Exercise goal: Retype the records below from the line containing "Annotate denim jeans with boxes." through the end of the records, keeping every line unchanged and leaving out the pictures.

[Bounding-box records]
-=-=-

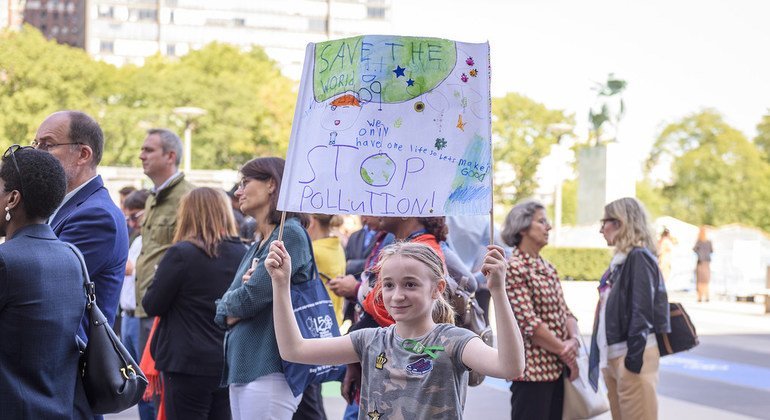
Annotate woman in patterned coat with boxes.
[502,201,579,419]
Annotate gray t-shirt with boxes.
[350,324,478,420]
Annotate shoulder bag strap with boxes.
[64,242,96,308]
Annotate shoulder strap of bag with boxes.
[64,242,96,308]
[302,228,323,283]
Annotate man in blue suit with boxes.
[32,111,128,341]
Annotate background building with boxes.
[21,0,391,80]
[0,0,26,29]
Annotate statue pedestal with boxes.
[577,143,636,225]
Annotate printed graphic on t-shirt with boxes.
[374,352,388,370]
[406,357,433,376]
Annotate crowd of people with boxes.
[0,111,680,420]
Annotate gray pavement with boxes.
[105,282,770,420]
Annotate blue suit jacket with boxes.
[50,176,128,340]
[0,224,90,419]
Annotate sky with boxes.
[392,0,770,175]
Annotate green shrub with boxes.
[540,247,612,280]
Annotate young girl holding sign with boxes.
[265,241,524,420]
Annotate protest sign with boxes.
[278,35,492,217]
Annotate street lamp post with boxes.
[547,123,574,245]
[173,106,206,173]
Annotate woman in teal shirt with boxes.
[215,157,312,420]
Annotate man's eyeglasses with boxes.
[3,144,32,196]
[31,140,83,152]
[126,210,144,222]
[600,217,618,227]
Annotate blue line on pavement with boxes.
[660,353,770,391]
[483,353,770,391]
[482,376,511,391]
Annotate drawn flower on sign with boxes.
[457,115,467,131]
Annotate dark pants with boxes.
[138,317,155,359]
[291,384,326,420]
[163,372,230,420]
[511,374,564,420]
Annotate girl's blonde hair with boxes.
[174,187,238,258]
[604,197,657,255]
[375,242,455,324]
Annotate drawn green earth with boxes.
[313,35,457,104]
[361,153,396,187]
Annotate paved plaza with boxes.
[105,282,770,420]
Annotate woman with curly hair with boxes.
[588,197,670,420]
[0,145,93,419]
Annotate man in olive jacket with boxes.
[135,128,195,351]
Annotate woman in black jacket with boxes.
[589,197,670,420]
[142,188,246,420]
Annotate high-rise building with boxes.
[25,0,391,79]
[23,0,86,48]
[0,0,26,29]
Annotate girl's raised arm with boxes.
[265,241,360,365]
[463,245,524,380]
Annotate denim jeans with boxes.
[120,316,155,420]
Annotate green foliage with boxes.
[0,27,296,169]
[492,93,574,205]
[540,247,612,280]
[754,111,770,162]
[648,110,770,229]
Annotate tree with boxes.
[0,26,296,169]
[754,110,770,162]
[99,43,296,169]
[492,93,574,208]
[648,110,770,229]
[588,73,627,144]
[0,26,115,144]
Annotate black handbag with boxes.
[67,244,147,414]
[655,303,698,356]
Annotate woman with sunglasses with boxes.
[0,145,92,419]
[588,197,670,420]
[215,157,313,420]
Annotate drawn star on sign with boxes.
[457,115,467,131]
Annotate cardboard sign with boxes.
[278,36,492,217]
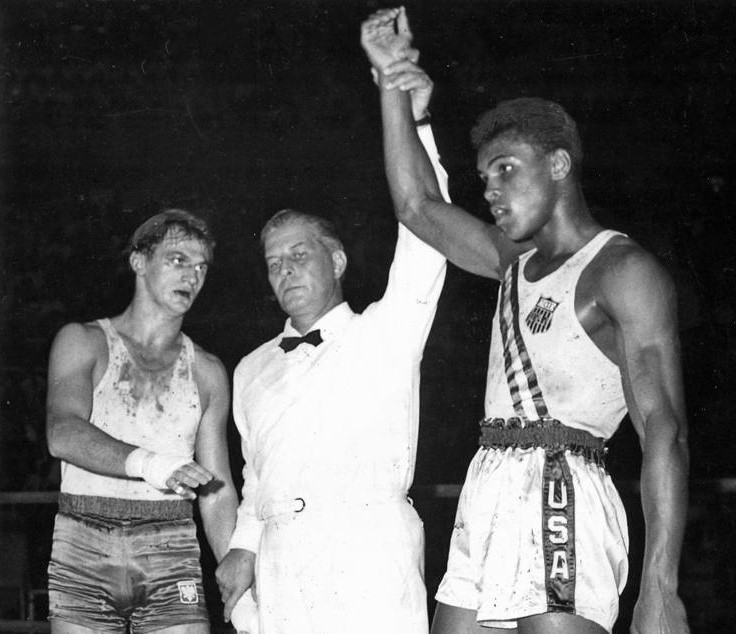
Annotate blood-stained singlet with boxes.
[61,319,202,500]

-=-=-

Exercise output:
Annotate denim jeans with boxes.
[120,316,155,420]
Annotate green foliage with boxes.
[0,27,296,169]
[492,93,574,205]
[540,247,612,280]
[754,111,770,162]
[648,110,770,229]
Annotate tree with boxes.
[0,26,296,169]
[754,110,770,162]
[99,43,296,169]
[492,93,574,208]
[648,110,770,229]
[588,73,627,144]
[0,26,115,144]
Annotate black handbag with boxes.
[67,244,147,414]
[655,303,698,356]
Annotate woman with sunglasses with boxes.
[0,145,92,419]
[588,197,670,420]
[215,157,313,420]
Annotate drawn star on sign with boxes.
[457,115,467,131]
Annotate cardboard sign with boxes.
[278,36,492,217]
Annotate blood-stained singlet with boxes.
[61,319,202,500]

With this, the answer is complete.